#### Provided data

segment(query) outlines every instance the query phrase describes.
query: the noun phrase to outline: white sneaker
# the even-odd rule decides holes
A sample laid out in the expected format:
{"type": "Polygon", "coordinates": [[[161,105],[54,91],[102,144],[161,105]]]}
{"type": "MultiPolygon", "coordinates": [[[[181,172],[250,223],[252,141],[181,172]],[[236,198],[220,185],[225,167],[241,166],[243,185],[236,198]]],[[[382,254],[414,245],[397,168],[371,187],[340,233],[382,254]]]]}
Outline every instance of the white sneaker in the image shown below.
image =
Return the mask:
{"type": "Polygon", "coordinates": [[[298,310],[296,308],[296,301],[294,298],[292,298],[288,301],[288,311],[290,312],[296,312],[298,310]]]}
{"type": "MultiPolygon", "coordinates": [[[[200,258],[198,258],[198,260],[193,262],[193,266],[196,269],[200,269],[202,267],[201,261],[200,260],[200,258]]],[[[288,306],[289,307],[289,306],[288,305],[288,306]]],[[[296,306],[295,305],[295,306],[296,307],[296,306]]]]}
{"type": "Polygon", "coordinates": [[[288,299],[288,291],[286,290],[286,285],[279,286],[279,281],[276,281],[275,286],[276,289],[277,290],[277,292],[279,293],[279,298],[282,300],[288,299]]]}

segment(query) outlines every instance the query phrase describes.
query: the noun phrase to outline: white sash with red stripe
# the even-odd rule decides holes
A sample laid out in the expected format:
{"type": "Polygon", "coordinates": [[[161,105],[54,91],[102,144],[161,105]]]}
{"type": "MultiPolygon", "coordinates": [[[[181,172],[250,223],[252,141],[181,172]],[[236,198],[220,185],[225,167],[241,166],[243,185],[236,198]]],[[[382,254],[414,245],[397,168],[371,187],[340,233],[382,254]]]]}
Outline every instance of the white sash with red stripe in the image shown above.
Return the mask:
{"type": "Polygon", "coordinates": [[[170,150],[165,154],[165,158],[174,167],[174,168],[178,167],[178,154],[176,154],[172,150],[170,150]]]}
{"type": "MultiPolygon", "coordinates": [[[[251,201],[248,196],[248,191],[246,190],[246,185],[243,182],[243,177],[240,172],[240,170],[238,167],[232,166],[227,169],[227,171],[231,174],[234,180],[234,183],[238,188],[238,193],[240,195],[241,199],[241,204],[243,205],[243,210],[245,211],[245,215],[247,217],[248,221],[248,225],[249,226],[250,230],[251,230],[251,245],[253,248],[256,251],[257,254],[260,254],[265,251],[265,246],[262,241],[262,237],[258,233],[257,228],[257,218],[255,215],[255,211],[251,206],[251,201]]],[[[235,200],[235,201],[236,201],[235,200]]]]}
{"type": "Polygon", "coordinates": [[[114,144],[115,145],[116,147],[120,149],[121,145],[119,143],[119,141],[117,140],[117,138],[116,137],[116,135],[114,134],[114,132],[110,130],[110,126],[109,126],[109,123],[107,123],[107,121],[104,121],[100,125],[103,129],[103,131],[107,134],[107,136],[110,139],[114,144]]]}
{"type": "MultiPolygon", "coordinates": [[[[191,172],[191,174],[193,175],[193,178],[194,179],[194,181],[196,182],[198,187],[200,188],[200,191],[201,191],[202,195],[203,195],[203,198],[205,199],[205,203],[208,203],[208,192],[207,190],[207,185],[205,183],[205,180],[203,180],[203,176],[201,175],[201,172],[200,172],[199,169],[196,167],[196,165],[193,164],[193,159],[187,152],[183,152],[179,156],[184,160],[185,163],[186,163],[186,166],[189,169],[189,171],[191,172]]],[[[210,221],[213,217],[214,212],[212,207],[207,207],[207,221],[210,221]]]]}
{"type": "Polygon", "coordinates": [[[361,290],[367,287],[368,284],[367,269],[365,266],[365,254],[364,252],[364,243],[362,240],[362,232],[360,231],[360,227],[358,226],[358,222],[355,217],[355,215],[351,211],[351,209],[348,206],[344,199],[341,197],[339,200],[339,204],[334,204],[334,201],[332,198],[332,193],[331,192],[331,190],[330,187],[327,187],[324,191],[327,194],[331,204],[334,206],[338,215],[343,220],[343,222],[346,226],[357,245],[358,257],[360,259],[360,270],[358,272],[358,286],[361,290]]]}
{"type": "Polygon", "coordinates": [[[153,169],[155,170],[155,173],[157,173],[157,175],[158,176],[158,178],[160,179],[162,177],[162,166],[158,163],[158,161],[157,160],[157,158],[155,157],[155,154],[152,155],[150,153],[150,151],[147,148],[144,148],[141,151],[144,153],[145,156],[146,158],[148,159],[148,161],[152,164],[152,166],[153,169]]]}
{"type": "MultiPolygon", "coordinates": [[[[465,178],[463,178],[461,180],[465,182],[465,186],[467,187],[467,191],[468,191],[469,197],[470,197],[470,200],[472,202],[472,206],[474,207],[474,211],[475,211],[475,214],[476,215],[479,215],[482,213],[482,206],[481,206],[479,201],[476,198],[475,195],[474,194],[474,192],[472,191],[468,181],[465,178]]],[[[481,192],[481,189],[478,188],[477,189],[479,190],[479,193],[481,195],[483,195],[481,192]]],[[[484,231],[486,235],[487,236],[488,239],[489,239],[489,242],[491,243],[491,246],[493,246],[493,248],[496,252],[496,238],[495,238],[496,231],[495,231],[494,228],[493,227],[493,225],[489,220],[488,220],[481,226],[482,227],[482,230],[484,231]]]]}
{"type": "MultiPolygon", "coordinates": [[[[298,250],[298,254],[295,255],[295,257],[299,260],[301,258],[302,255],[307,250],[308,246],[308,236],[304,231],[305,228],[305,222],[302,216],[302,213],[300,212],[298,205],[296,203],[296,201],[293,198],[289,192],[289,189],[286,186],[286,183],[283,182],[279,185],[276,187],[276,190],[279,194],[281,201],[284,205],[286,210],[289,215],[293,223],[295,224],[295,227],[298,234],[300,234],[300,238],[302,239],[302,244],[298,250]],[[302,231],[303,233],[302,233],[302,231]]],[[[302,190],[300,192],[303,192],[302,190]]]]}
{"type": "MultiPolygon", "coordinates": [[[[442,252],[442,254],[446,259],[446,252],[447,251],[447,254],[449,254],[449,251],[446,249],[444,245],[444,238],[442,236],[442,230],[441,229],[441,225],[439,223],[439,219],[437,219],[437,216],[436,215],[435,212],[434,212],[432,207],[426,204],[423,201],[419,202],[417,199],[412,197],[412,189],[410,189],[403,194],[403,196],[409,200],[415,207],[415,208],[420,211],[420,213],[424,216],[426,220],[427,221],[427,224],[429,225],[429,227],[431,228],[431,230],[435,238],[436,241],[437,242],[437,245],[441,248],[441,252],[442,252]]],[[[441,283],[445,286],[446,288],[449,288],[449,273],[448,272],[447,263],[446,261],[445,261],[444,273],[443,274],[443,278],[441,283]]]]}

########

Extract every entry in the listing word for word.

segment(query) outlines every instance the query phrase describes.
query: the noun phrase to outline: white sneaker
# the even-odd rule decides holes
A sample laid out in the expected format:
{"type": "Polygon", "coordinates": [[[161,105],[54,91],[102,144],[161,105]]]}
{"type": "MultiPolygon", "coordinates": [[[[181,172],[250,223],[252,141],[181,172]],[[236,198],[220,185],[225,167],[241,166],[243,185],[236,198]]],[[[382,254],[414,245],[397,168],[371,187],[340,233],[382,254]]]]}
Outline every instance of the white sneaker in the image shown below.
image =
Return the mask:
{"type": "Polygon", "coordinates": [[[298,310],[296,308],[296,301],[294,298],[292,298],[288,301],[288,311],[290,312],[296,312],[298,310]]]}
{"type": "MultiPolygon", "coordinates": [[[[200,258],[198,258],[198,260],[193,262],[193,266],[196,269],[200,269],[202,267],[201,261],[200,260],[200,258]]],[[[288,306],[289,307],[289,306],[288,305],[288,306]]],[[[296,306],[295,305],[295,306],[296,307],[296,306]]]]}
{"type": "Polygon", "coordinates": [[[288,299],[288,291],[286,290],[286,285],[279,286],[279,281],[276,281],[275,286],[276,289],[277,290],[277,292],[279,293],[279,298],[282,300],[288,299]]]}

segment(query) outlines every instance the query phrase describes.
query: the noun phrase to outline: white sash with red stripe
# the even-odd rule decides holes
A sample laid out in the expected format:
{"type": "Polygon", "coordinates": [[[161,105],[54,91],[102,144],[161,105]]]}
{"type": "MultiPolygon", "coordinates": [[[[181,172],[250,223],[252,141],[181,172]],[[236,198],[220,185],[225,167],[241,166],[243,185],[236,198]]],[[[382,254],[414,245],[397,168],[371,187],[340,233],[382,254]]]]}
Outline every instance of the white sash with red stripe in the image shown above.
Return the mask:
{"type": "Polygon", "coordinates": [[[170,150],[165,154],[165,158],[174,167],[174,168],[178,167],[178,154],[176,154],[172,150],[170,150]]]}
{"type": "MultiPolygon", "coordinates": [[[[251,201],[248,196],[248,191],[246,190],[246,185],[243,182],[243,177],[240,172],[240,170],[238,167],[232,166],[227,169],[227,171],[231,174],[234,180],[234,183],[238,188],[238,193],[240,195],[241,199],[241,204],[243,205],[243,210],[245,211],[245,215],[247,217],[248,221],[248,225],[249,226],[250,230],[251,230],[251,245],[253,248],[256,251],[257,254],[260,254],[265,251],[265,246],[262,241],[262,237],[258,233],[257,228],[257,218],[255,215],[255,211],[251,206],[251,201]]],[[[235,200],[235,201],[236,201],[235,200]]]]}
{"type": "Polygon", "coordinates": [[[114,144],[115,145],[116,147],[120,149],[121,145],[119,143],[119,141],[117,140],[117,138],[116,137],[116,135],[114,134],[114,132],[110,130],[110,126],[109,126],[109,123],[107,123],[107,121],[104,121],[100,125],[103,129],[103,131],[107,134],[107,136],[110,139],[114,144]]]}
{"type": "MultiPolygon", "coordinates": [[[[191,172],[191,174],[193,175],[193,178],[194,179],[194,181],[196,182],[198,187],[200,188],[200,191],[201,191],[202,195],[203,195],[203,198],[205,199],[205,203],[208,203],[208,192],[207,190],[207,185],[205,183],[205,180],[203,180],[203,176],[201,175],[201,172],[200,172],[199,169],[196,167],[196,165],[193,164],[193,159],[187,152],[183,152],[179,156],[184,160],[185,163],[186,163],[186,166],[189,169],[189,171],[191,172]]],[[[210,221],[213,217],[214,212],[212,207],[207,207],[207,221],[210,221]]]]}
{"type": "Polygon", "coordinates": [[[361,290],[367,287],[368,284],[367,269],[365,266],[365,254],[364,252],[364,243],[362,240],[362,232],[360,231],[360,227],[358,226],[358,222],[355,217],[355,215],[351,211],[351,209],[348,206],[344,199],[341,197],[339,200],[339,204],[334,204],[334,201],[332,198],[332,193],[331,192],[331,190],[330,187],[327,187],[324,191],[327,194],[331,204],[334,206],[338,215],[343,220],[343,222],[346,226],[357,245],[358,257],[360,259],[360,270],[358,272],[358,286],[361,290]]]}
{"type": "Polygon", "coordinates": [[[153,169],[155,170],[155,173],[157,173],[157,175],[158,176],[158,178],[160,179],[162,177],[162,166],[158,163],[158,161],[157,160],[157,158],[155,157],[155,154],[152,155],[150,153],[150,151],[147,148],[144,148],[141,151],[144,153],[145,156],[146,158],[148,159],[148,161],[152,164],[152,166],[153,169]]]}
{"type": "MultiPolygon", "coordinates": [[[[465,178],[463,178],[461,180],[465,182],[465,186],[467,187],[467,191],[468,191],[469,197],[470,197],[470,200],[472,202],[472,206],[474,207],[474,211],[475,211],[475,214],[476,215],[479,215],[482,213],[482,206],[481,206],[479,201],[476,198],[475,195],[474,194],[474,192],[472,191],[468,181],[465,178]]],[[[481,192],[481,189],[478,188],[477,189],[479,190],[479,193],[481,195],[483,195],[481,192]]],[[[484,231],[486,235],[487,236],[488,239],[489,239],[489,242],[491,243],[491,246],[493,246],[493,248],[496,252],[496,238],[495,238],[496,231],[495,231],[494,228],[493,227],[493,225],[489,220],[488,220],[481,226],[482,227],[482,230],[484,231]]]]}
{"type": "MultiPolygon", "coordinates": [[[[298,250],[298,254],[295,255],[295,257],[299,260],[301,258],[302,255],[307,250],[308,246],[308,236],[304,231],[305,228],[305,222],[302,216],[302,213],[300,212],[298,205],[296,203],[296,201],[293,198],[289,192],[289,189],[286,186],[286,183],[283,182],[279,185],[276,187],[276,190],[279,194],[281,201],[284,205],[286,210],[289,215],[293,223],[295,224],[295,227],[298,234],[300,234],[300,238],[302,239],[302,244],[298,250]],[[302,231],[303,233],[302,233],[302,231]]],[[[302,190],[300,192],[303,192],[302,190]]]]}
{"type": "MultiPolygon", "coordinates": [[[[442,252],[442,254],[446,259],[446,252],[447,251],[447,254],[449,254],[449,251],[446,249],[444,245],[444,238],[442,236],[442,230],[441,229],[441,225],[439,223],[439,219],[437,219],[437,216],[436,215],[435,212],[434,212],[432,207],[426,204],[423,201],[419,202],[417,199],[412,197],[412,189],[410,189],[403,194],[403,196],[409,200],[415,207],[415,208],[420,211],[420,213],[424,216],[426,220],[427,221],[427,224],[429,225],[429,227],[431,228],[431,230],[435,238],[436,241],[437,242],[437,245],[441,248],[441,252],[442,252]]],[[[441,283],[445,286],[446,288],[449,288],[449,273],[448,272],[447,263],[446,261],[445,261],[444,273],[443,274],[443,278],[441,283]]]]}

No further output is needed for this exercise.